* _READING TEXT_
####################

Rosenberg says partners in CPA firms, especially as they reach
their 50s, need to make a choice between developing the younger
people in the firm in the hope that they will buy them out, or
deciding to wait until they are ready to retire before approaching
a larger firm that they hope will merge them in. More partners seem
to be opting for the merger option.

“It’s not easy to be a partner of a CPA firm, and because there’s
been such a talent drain in the US, most small- and medium-sized
firms have just not been able to recruit and develop and retain
staff and bring them along to the point that they could be a
partner,” Rosenberg says. “CPA firms have never been strong at this
by the way… I’ve never seen any statistics on this, but if I had a
guess, I’d say that probably at least 75 percent of all CPA firms
never make it past the first generation. They’ve always been bad at
that, they’re very busy people and they have some very highly
specialised skills.”

Koltin suggests there are also significant financial gains for
partners who merge up-market. He says the majority of the firms he
has worked with which have merged up-market have seen their
individual partner compensation increase dramatically. “I would
guess that for every three firms, all three of them for the most
part have seen their compensation increase, probably one of those
three has seen their compensation increase by 50 percent, probably
[another] one of those three has seen their compensation increase
by 100 percent,” he says.

Jim Metzler is the American Institute of Certified Public
Accountants’ (AICPA) vice-president for small firm interests. He
provides some statistics on what he calls the greying of the
profession. “In 1993, 53 percent of [AICPA] members were aged over
40. In 2004, 68 percent were over 40, so I would guess that in 2007
it is probably pushing 70 percent over 40. So we have just a tonne
of firms out there where those owners, those partners who all came
into the business at the same time, are looking around the
partnership table and looking at what they’re going to do for
retirement and saying ‘holy smokes’, all of us are going to have to
leave at the same time, or none of us can leave, and so we have a
huge initiative on succession,” he says.

Changing work ethic

One reason that has been regularly cited for the lack of suitable
successors for retiring partners is a change in work ethic. Many
young accountants are not willing to work the long hours their
predecessors clocked up, preferring instead to maintain a family
and leisure-friendly work/life balance.

####################

* _Pointing dataset records_

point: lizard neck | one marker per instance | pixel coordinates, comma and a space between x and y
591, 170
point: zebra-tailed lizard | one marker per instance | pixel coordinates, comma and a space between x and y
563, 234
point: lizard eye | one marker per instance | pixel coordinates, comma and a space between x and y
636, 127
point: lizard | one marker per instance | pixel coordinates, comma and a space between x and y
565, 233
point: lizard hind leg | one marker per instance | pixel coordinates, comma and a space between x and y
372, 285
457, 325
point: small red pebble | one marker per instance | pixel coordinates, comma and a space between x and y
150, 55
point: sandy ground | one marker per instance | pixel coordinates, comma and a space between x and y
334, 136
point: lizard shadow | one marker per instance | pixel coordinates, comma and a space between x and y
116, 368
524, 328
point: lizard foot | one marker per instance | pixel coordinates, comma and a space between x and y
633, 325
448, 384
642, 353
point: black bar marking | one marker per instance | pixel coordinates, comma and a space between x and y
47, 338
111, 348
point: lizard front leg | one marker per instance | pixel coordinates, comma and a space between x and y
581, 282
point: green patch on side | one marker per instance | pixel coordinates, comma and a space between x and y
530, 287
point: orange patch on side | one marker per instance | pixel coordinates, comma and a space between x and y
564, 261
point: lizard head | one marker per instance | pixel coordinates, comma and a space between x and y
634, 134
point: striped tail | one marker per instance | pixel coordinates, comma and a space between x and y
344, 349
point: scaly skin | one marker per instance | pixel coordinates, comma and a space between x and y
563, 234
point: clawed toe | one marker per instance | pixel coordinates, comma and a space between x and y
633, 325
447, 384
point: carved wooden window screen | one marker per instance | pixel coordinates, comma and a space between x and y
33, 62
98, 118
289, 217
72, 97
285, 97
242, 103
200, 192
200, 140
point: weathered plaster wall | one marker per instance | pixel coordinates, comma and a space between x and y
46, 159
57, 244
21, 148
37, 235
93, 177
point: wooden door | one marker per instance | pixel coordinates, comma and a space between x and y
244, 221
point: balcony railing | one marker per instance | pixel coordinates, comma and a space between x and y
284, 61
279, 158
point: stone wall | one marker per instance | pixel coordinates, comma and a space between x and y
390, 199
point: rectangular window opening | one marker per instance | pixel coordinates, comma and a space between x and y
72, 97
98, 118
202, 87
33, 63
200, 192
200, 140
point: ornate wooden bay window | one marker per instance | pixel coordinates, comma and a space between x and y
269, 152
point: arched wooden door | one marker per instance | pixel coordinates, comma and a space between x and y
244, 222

####################

* _WHAT THE TASK REQUIRES_
Carry the article on CPA firm succession and mergers forward from its final sentence, keeping to the same subject and tone. These entries were taken from a separate source and are unrelated to the article.

* _ANSWER TO THE EXERCISE_
Metzler explains: “Those baby boomer partners… say the next
generation is not ready – they don’t quite have the work ethic,
they don’t have the leadership skills, they don’t have the
entrepreneurial skills. [On the other hand] if you go to the next
generation in those same firms, which those ageing partners are
talking about, the younger practice leaders will say, ‘are you
kidding me? I don’t want to be like those guys, I don’t want to
work night and day, I don’t want to fund a buyout and live in
poverty until I buy out the old partners’. They don’t follow that
carrot that many of us followed many years ago, rightfully so. You
know families are different, the drivers are different.”

Rosenberg says another main reason for the lack of successors is
that between 1995 and 2000 there was a one-third drop in the number
of students achieving a degree in accounting. “That’s anywhere from
12 years ago now. The seven-year people would probably be the solid
manager core now, the step just below partner, but the 12-year
people, they’d be in their mid-30s right now and would be prime
candidates for partner,” Rosenberg says.

Koltin suggests that even though the graduation rate for
accountancy students is on the rise, it is not necessarily a
solution. “The problem isn’t just the graduation rate, it’s making
sure that those kids, if you will, stay in public accounting and
right now the pendulum is swinging in a way that a lot of private
companies are offering these kids chief financial officer
positions. As long as they can make comparable money in private
industry to what they can get in public accounting, and not have to
work the crazy hours, they’re going to continue to leave public
accounting and go to private industry,” he says.

Sarbanes-Oxley impact

Rosenberg points to the Sarbanes-Oxley Act as another reason for
the talent drain. “Sarbanes-Oxley work is absolutely the pits,”
Rosenberg says. “There’s long hours year-round, not just in the tax
season, there’s some travel involved in it and the work is as
boring as it can get. These young kids who are joining these large
firms are getting burnt out, they’re quitting. What normally
happens when many young people join a large firm, they work there
for a few years, get some good education, good experience, but
then… they’ll go to a smaller local firm, that’s the normal
migration. And that’s not happening, they’re just leaving the
profession altogether, so we’ve just had a tremendous drain of
people.”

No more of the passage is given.